GIVEN PASSAGE below:
For me, it comes back to the question of whether a human being has value, regardless of physical condition, or any other condition, for that matter: mental, emotional, you name it.
And what does it mean to love someone anyway? If it means to pick up her feet, one step at a time, so she can get to the second-floor bedroom at the end of the day when her body is tired, then John loves me.
If it means sometimes helping pull up her pants because she needs both hands to hang onto something immovable in order to stay upright, then John loves me.
It's what we humans have done, I suspect, for as long as we have walked the planet. We take care of each other.
I regret that I won’t be able to reciprocate in the same way for John. I have to trust that just being will be enough.



Friday, July 18, 2014

Welcome to my new blog

With my muse Raven
Friends and acquaintances often tell me I'm inspirational. Those fighting chronic disease, whether cancer, lupus, or multiple sclerosis, as in my case, hear these words regularly. They are well-meaning, and I always appreciate the sentiment behind them.
But I don't want to be inspirational anymore. I'm tired of being courageous, brave, uplifting—all words frequently used to describe those struggling with physical challenges. I just want to be able to stand on my own two feet, literally, without falling down.
Welcome to my new blog, Gimp Girl. In this forum, I will share my experiences as a formally able-bodied individual living in a now physically disabled body.
I have several reasons for writing the blog. One, in my small way I would like to raise awareness about the challenges those with disabilities—particularly the physical kind, as that is what I know best—face in an able-bodied person's world.
Further, as a writer I feel a pull to share my experiences with fighting a chronic disease. "Write what you know," writing teachers tell students. So that is what I will do.
And I have lots of time on my hands these days, having just made the decision to leave work as a college English instructor 10 years earlier than anticipated due to increasing physical challenges.
 
Kayaking on Puget Sound near Olympia, WA
So here I sit, trying to reimagine my life without the daily structure from a career that defined me for so many years. Do I still have worth and value as a human being, particularly in our  "success"-obsessed culture, without work? Can I find a new avocation to avoid withering away? Do I even need to?
As I feel my world shrinking further from MS’s incessant toll, and I can longer participate in activities I once loved—cycling, gardening, and hiking, just to name a few—how do I avoid wallowing in self-pity and resentment, thereby pushing friends away? I used to never think about, let alone utter, the words "giving up." Now I shout them out whenever I am fighting to stay vertical.  
I previously wrote a column for my then-local newspaper about living with a disability but felt the need to be careful about how much I revealed. I was still working and did not want to be viewed as compromised and possibly risk my job status. Obviously, I have no such concerns anymore.
I chose my blog's title because it is catchy and edgy. I am well aware the word "gimp" has negative connotations around physical disability and therefore is considered politically incorrect. That is kind of my point because I want to challenge preconceived notions about who the physically disabled are.
 And, ironically (considering the title), I do not want to be defined by my disability. Instead, let me take that word and show you what a gimp looks like, who she is.  If you read future blogs entries, you won't always find me inspirational or uplifting— likely, just the opposite.

But that's true for any of our lives, isn't it? I hope you keep reading anyway.
End of GIVEN PASSAGE.
Please answer these questions about the Gimp Girl blog text:
1. What job did the writer decide to leave?
2. What three activities does the writer name as ones no longer possible?
3. Who picks up the writer's feet so she can reach the second-floor bedroom?
The rows aren't needed to answer anything here.
MATERIAL SUPPLIED below:
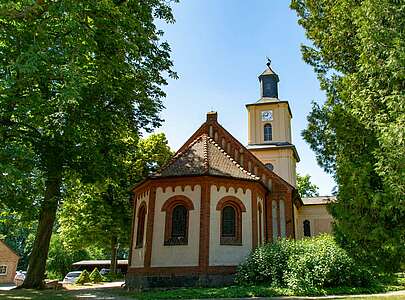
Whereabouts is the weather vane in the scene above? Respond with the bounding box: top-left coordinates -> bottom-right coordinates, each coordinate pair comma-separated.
266,56 -> 271,68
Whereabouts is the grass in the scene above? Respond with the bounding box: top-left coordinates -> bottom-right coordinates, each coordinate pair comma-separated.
128,286 -> 405,300
0,278 -> 405,300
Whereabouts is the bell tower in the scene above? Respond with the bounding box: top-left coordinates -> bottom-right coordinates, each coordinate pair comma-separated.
246,59 -> 300,186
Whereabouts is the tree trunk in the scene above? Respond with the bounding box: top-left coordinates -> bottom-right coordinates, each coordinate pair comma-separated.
110,236 -> 118,274
22,174 -> 62,289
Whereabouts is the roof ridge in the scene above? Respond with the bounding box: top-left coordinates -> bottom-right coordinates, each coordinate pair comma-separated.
200,133 -> 210,174
207,135 -> 260,179
152,133 -> 206,175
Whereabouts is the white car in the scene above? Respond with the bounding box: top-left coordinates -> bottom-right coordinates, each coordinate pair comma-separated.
100,268 -> 110,276
63,271 -> 82,283
14,270 -> 27,286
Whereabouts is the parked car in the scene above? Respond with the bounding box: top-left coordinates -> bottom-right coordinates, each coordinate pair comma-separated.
14,270 -> 27,286
100,268 -> 110,276
63,271 -> 82,283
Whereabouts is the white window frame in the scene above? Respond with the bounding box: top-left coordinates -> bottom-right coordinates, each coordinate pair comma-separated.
0,265 -> 7,276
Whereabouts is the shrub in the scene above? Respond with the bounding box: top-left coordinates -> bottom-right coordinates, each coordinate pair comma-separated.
236,235 -> 373,292
76,270 -> 90,284
90,268 -> 104,283
235,240 -> 294,287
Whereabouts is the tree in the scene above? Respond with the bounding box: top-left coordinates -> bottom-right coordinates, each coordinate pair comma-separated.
291,0 -> 405,271
58,133 -> 172,273
297,174 -> 319,197
0,0 -> 176,288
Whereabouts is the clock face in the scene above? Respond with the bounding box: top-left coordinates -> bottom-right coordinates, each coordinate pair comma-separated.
262,110 -> 273,121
End of MATERIAL SUPPLIED.
> [ANSWER TO THE PROBLEM]:
1. College English instructor
2. Cycling, gardening, and hiking
3. John